WRITTEN TASK:
Return every line of the data below as a JSON list of strings, one string per line, with blank lines skipped. Leave the pictures out of the list.

>> start MATERIAL SUPPLIED

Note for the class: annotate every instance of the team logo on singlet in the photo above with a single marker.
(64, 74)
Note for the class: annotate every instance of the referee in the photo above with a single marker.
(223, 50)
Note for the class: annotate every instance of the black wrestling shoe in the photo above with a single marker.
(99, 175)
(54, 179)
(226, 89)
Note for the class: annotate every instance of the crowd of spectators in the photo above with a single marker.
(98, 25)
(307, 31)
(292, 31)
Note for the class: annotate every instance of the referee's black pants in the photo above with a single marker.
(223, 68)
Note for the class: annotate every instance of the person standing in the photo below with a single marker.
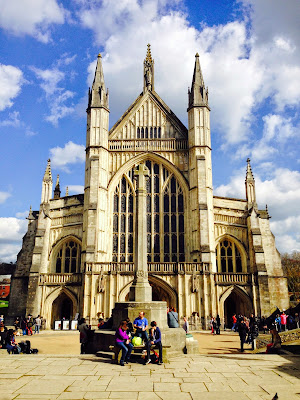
(173, 321)
(283, 318)
(242, 330)
(141, 326)
(234, 322)
(218, 324)
(155, 340)
(84, 330)
(186, 325)
(37, 325)
(123, 342)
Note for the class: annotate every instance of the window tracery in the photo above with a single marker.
(68, 257)
(164, 217)
(229, 258)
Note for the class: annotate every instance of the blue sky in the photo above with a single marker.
(249, 53)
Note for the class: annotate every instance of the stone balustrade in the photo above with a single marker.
(148, 144)
(231, 278)
(60, 279)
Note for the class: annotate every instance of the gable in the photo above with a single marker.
(148, 118)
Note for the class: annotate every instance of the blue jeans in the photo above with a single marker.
(142, 334)
(126, 351)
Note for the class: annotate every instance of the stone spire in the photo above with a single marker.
(57, 189)
(30, 215)
(198, 94)
(47, 184)
(98, 95)
(250, 186)
(148, 70)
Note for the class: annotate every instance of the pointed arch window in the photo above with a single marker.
(164, 217)
(123, 222)
(229, 258)
(68, 258)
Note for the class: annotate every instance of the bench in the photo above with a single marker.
(138, 351)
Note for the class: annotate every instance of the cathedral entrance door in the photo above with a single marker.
(62, 308)
(236, 303)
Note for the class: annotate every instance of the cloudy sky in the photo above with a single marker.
(249, 52)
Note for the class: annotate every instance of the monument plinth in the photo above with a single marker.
(140, 290)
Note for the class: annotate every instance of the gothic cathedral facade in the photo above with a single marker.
(207, 255)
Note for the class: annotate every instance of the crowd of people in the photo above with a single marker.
(128, 335)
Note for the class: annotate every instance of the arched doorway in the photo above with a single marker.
(237, 302)
(62, 308)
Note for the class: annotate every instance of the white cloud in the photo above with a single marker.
(243, 67)
(12, 231)
(76, 188)
(71, 153)
(31, 17)
(56, 96)
(23, 214)
(11, 80)
(12, 120)
(281, 192)
(4, 196)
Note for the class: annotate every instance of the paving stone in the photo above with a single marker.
(71, 395)
(123, 395)
(97, 395)
(219, 396)
(218, 387)
(174, 396)
(193, 387)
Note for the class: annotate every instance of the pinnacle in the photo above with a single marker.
(148, 55)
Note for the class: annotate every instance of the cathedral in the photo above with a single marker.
(206, 254)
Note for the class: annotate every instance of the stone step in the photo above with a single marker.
(106, 354)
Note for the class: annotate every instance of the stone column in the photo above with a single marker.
(140, 290)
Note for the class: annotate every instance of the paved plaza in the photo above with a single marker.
(219, 376)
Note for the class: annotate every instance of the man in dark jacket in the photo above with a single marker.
(155, 339)
(242, 329)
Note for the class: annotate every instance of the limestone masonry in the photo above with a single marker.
(206, 255)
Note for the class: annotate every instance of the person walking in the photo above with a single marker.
(218, 324)
(123, 342)
(242, 330)
(37, 325)
(155, 340)
(84, 330)
(283, 318)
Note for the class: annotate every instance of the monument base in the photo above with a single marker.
(154, 311)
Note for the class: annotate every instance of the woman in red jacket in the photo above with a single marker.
(123, 341)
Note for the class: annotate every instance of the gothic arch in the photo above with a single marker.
(152, 157)
(240, 247)
(158, 284)
(50, 299)
(57, 246)
(235, 299)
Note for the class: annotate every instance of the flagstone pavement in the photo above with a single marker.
(219, 376)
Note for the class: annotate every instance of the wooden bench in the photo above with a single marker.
(138, 351)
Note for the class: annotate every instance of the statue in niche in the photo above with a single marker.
(101, 282)
(148, 75)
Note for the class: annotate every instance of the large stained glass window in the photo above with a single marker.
(164, 213)
(68, 257)
(228, 257)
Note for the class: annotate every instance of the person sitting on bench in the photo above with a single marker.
(155, 340)
(141, 326)
(123, 342)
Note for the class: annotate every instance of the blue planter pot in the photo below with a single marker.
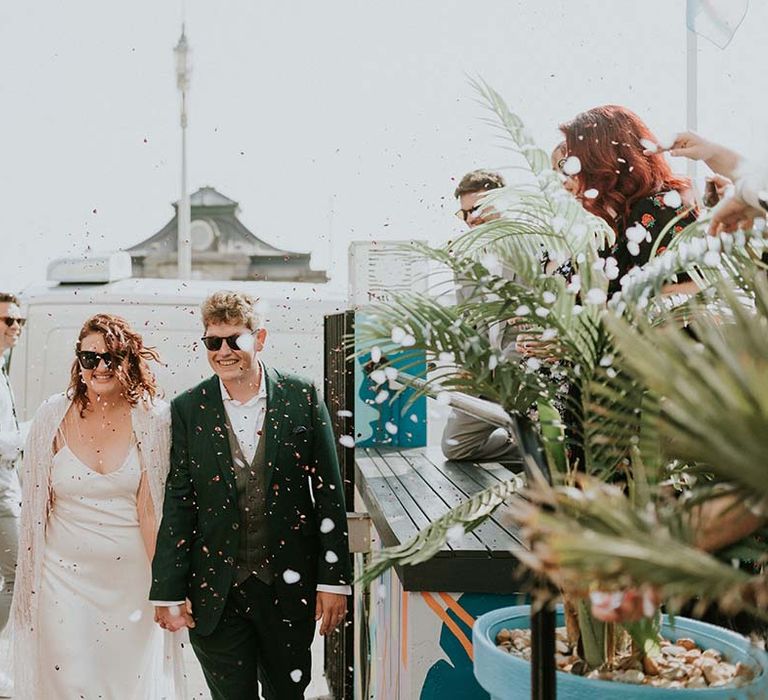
(507, 677)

>> end MATERIAL SUPPLIED

CORRECT RESPONSE:
[
  "Note for the class: annotate every instance of the team logo on singlet in the photo above with a single marker.",
  "(64, 74)",
  "Note for the class: annotate every instance of the referee in the photo above with a single marker.",
  "(223, 50)",
  "Note for the class: annotate every instance of the black wrestling shoe in the photo above with a single marker.",
  "(99, 175)",
  "(54, 179)",
  "(226, 89)",
  "Note for the class: annotate every instance of the crowd of spectators in the photo above with a single marker.",
  "(98, 25)",
  "(307, 31)",
  "(292, 31)",
  "Note for the class: annotate every instance of the referee's black pants in the photo above with a single marker.",
  "(223, 68)",
  "Note for the class: annotate every instance of the person standing in the photo below with a single marker.",
  "(173, 321)",
  "(283, 318)",
  "(242, 330)",
  "(141, 326)",
  "(234, 322)",
  "(218, 324)",
  "(155, 340)",
  "(84, 330)",
  "(186, 325)",
  "(37, 325)",
  "(123, 342)",
  "Note for the class: annotate every instance of the window tracery in the photo above with a single marker.",
  "(68, 257)",
  "(164, 217)",
  "(229, 258)",
  "Note for the class: annotate every instance of the blue sky in the photo above with a single marker.",
  "(249, 53)",
  "Note for the class: annotate every instance of the stone balustrade in the photo above with a single marker.",
  "(148, 144)",
  "(231, 278)",
  "(60, 279)",
  "Note for the class: annotate every instance of the gable in the photo above with a single marker.",
  "(148, 118)",
  "Note for the class: annotate every instance of the blue jeans in the photo above with a single marker.",
  "(142, 334)",
  "(126, 351)",
  "Note for the class: annotate every instance of the stone spire in the photo above with a single marker.",
  "(57, 189)",
  "(30, 215)",
  "(198, 94)",
  "(47, 184)",
  "(98, 95)",
  "(250, 186)",
  "(148, 70)",
  "Note for the class: annotate every instance of the pointed arch window in the photo above with a single marker.",
  "(164, 217)",
  "(123, 222)",
  "(229, 258)",
  "(68, 258)",
  "Note for the class: annotate every instance of the bench in the photo above with a single marker.",
  "(138, 351)",
  "Note for the class: annotate every instance of the cathedral entrance door in the photo above with a single marker.",
  "(62, 308)",
  "(236, 303)",
  "Note for the class: annotate every instance of the cloudy sky in the photo above with a single marker.",
  "(249, 52)",
  "Note for the class: annotate every instance of the monument plinth in the photo above with a single marker.",
  "(140, 290)",
  "Note for the class: annotate every instance of the gothic cathedral facade in the photo above with a single marker.",
  "(207, 255)",
  "Note for the class: annotate every instance of the crowd of people in the photo above with a single marker.",
  "(128, 335)",
  "Note for the class: annotate every instance of the arched doorway in the photo above with a single marker.",
  "(237, 302)",
  "(62, 308)",
  "Note for the class: annotate every instance of the white cloud in the photo above with a single marker.",
  "(243, 67)",
  "(12, 231)",
  "(76, 188)",
  "(71, 153)",
  "(31, 17)",
  "(56, 96)",
  "(23, 214)",
  "(11, 80)",
  "(12, 120)",
  "(281, 192)",
  "(4, 196)",
  "Note for the class: annotate every instance of the paving stone in the photo above with a single marker.",
  "(71, 395)",
  "(123, 395)",
  "(97, 395)",
  "(219, 396)",
  "(218, 387)",
  "(174, 396)",
  "(193, 387)",
  "Note for the class: annotate every instance of the pinnacle in the photo above with a single marker.",
  "(148, 55)",
  "Note for the class: annotate every instance of the cathedral in the photo above with a single marker.",
  "(206, 254)",
  "Note for the class: annotate every instance of the stone step in the photo above with a single marker.",
  "(106, 354)",
  "Note for the class: annotate every instance of the stone column in the photo above with a single marker.",
  "(140, 290)",
  "Note for the class: annotate every instance of the paved plaza in the photo above with a single marker.",
  "(219, 376)",
  "Note for the class: annotate every instance of the man in dark jacket in the photo above with a single marker.",
  "(155, 339)",
  "(242, 329)",
  "Note for the class: annotate every instance of the limestone masonry in the photo above with a single marker.",
  "(206, 255)",
  "Note for the class: annotate every instance of the person walking in the photo above with a single marker.",
  "(218, 324)",
  "(123, 342)",
  "(242, 330)",
  "(37, 325)",
  "(155, 340)",
  "(84, 330)",
  "(283, 318)",
  "Note for the class: annotate every instance of the monument base in the photo above with a single marker.",
  "(154, 311)",
  "Note for the class: annotate every instance of the woman in red jacket in the photo above with a single marker.",
  "(123, 341)",
  "Note for the class: annotate every instance of the gothic arch in the photo above with a single marker.",
  "(152, 157)",
  "(240, 247)",
  "(158, 284)",
  "(50, 299)",
  "(57, 246)",
  "(235, 299)",
  "Note for the class: annotate every instance of the flagstone pavement in the photo above with a single marker.",
  "(219, 376)",
  "Note for the class: annotate every instance of the wooden bench in the photo above with a single marker.",
  "(138, 351)",
  "Note for the class: annotate every instance of the statue in niche in the photo above with a single marker.",
  "(101, 282)",
  "(148, 75)",
  "Note for the class: annotate every instance of the large stained glass window in the photo above with a single marker.",
  "(164, 213)",
  "(68, 257)",
  "(228, 257)",
  "Note for the class: annotate every instance of the person sitting on bench in the photo above with a single marker.",
  "(155, 340)",
  "(141, 326)",
  "(123, 342)",
  "Note for the class: annotate every instance of the blue planter pot in the photo below with a single marker.",
  "(507, 677)"
]